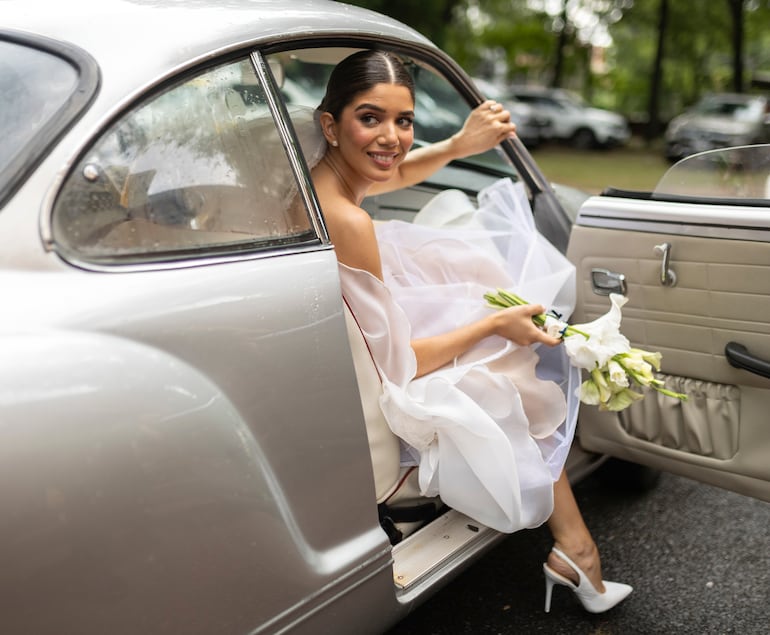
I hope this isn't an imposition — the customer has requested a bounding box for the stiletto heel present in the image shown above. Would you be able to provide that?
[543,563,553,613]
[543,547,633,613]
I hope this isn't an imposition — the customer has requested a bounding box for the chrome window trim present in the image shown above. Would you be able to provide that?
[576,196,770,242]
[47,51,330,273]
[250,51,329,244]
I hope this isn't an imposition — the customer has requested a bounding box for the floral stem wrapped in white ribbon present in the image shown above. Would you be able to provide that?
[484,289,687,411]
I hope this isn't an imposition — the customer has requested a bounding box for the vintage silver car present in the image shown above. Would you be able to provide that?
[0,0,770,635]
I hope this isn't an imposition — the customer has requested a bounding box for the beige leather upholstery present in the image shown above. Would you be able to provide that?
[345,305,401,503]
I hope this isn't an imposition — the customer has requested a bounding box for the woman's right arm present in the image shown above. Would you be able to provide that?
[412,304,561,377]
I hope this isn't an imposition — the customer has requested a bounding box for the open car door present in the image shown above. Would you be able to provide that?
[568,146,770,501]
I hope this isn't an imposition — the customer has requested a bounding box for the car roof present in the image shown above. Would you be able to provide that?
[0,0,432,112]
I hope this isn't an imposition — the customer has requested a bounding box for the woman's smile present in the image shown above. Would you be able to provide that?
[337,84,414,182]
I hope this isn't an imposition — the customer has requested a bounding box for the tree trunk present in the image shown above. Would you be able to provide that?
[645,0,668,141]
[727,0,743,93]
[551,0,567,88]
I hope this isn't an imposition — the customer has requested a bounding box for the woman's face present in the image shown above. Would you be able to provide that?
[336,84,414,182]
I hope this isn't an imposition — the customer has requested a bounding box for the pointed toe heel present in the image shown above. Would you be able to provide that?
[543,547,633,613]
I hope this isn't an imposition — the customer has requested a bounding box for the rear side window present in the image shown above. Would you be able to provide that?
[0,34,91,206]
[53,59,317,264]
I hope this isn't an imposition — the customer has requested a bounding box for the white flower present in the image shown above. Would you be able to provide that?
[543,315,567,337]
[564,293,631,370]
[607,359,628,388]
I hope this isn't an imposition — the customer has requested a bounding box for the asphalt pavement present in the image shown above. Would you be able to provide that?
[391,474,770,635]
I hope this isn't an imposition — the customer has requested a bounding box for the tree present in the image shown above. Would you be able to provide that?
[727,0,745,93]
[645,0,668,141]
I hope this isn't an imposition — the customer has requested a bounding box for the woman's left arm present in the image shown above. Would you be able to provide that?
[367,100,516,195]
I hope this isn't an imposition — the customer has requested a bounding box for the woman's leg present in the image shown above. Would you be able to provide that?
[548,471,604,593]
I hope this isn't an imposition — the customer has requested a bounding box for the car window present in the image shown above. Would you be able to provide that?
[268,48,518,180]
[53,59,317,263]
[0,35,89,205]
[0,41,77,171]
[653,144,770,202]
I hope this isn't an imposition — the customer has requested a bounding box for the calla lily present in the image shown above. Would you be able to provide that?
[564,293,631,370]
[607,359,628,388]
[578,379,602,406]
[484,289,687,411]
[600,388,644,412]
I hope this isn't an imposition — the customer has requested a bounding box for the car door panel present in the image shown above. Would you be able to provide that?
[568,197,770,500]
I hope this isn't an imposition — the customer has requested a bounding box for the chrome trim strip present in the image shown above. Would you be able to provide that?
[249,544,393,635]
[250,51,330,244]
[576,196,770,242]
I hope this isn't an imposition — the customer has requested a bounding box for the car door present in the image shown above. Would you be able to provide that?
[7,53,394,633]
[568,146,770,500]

------------------------------------------------

- **THE PROBLEM**:
Write out every one of the lines above word for word, leaving out the picture.

- **SOLUTION FOR THIS PROBLEM**:
I hope this isn't an imposition — the customer has requested a bounding box for the stiletto heel present in the image shown above. Would you be able to provide that?
[543,563,553,613]
[543,547,633,613]
I hope this isn't an imposition — the customer has requested a bounding box for the chrome window trim present in the image shown above. Would you be able to provide that?
[576,196,770,242]
[47,51,330,273]
[250,51,329,244]
I hope this isn't an imposition — the customer has requested a bounding box for the floral stem wrapped in white ribbon present in the image shown above. Would you be able to provide that?
[484,289,687,411]
I hope this isn't an imposition — the customer has requested a bounding box for the vintage silver car present in the image shown above. Would you be able to provide that?
[0,0,770,635]
I hope this isn't an imposition — the customer has requested a bounding box for the beige leather upholstery present in the image shown above. Would you be able to provide that?
[345,305,401,503]
I hope this isn't an imposition — the customer has requested a bounding box for the woman's right arm present in the image shown above. Would you be able to provide that?
[412,304,561,377]
I hope this isn't an imposition — the customer has requested a bounding box for the open car door present in the image shown above. Would you be able to provide that?
[568,146,770,501]
I hope this isn't an imposition — the customer has requested a bounding box for the car roof present in the image shown above. Would you be able to provide that?
[0,0,432,112]
I hope this isn't an imposition — the customer has requested a bounding box for the woman's smile present in the image shown above. Would you be able to provide that?
[337,84,414,182]
I hope this isn't an imposition — the customer has requested a bounding box for the tree trunk present in the image shown above. Would you be able to provide that?
[645,0,668,141]
[727,0,743,93]
[551,0,567,88]
I hope this isn't an imposition — the customer has requested a bounding box for the woman's face present in the image shown above. Would you be able to provide that?
[336,84,414,182]
I hope this isn't an imposition — the customer has requested a bounding box for the pointed toe heel present in the image shown above. Would you be able to provide that?
[543,547,633,613]
I hope this isn't an imposition — the customer has requested a bounding box for the rear side window present in the image shown above. Would you be able to provide that?
[0,34,91,206]
[53,59,317,264]
I hope this isn't an imposition — the customer has requested a bounding box for the white flower present in the image shown above. Would you be able to provide that?
[543,315,567,337]
[564,293,631,370]
[607,359,628,388]
I hope this isn't an imposition — the customer has requested a bounding box for the asphalt pavement present in the image shown above. Would you be able to provide that?
[391,474,770,635]
I hope this isn't an imposition — the customer has requested a bounding box for the tree present in the image shown above. Would you be able to provide that?
[727,0,745,93]
[645,0,668,141]
I hope this isn't an imposition — the customer has requested a bounding box for the woman's left arm present in the image shown above. Would you be able to provide that?
[367,100,516,195]
I hope this isn't an imposition — the customer has requested a bounding box for the woman's leg present in the image shown above. Would you be able to provide that?
[548,471,604,593]
I hope this isn't an imposition — the customer has requested a bounding box for the car window present in the image shown above. Would you be able to provide that?
[268,48,518,180]
[53,59,317,263]
[0,35,89,205]
[0,41,77,171]
[653,144,770,202]
I hope this isn't an imposition — the customer has requested a bounding box for the calla lily present in the image shown above. Would you be able to provide that?
[564,293,631,370]
[607,359,628,388]
[578,379,602,406]
[484,289,687,411]
[600,388,644,412]
I hope this isn't an imposition — the customer has requested a bounding box for the car door panel present in the image shown above. Would you be able to provide that?
[568,197,770,500]
I hope this isn't an imposition — the customer has requested a bounding box for the chrome trim strip present in the image shown above. Would you be able to provide that?
[249,544,393,635]
[250,51,330,244]
[576,196,770,242]
I hope this isn't an imposition — the customer has requested a bounding box for the car door present in the image shown above. Would you be able to provide that?
[7,53,394,633]
[568,146,770,500]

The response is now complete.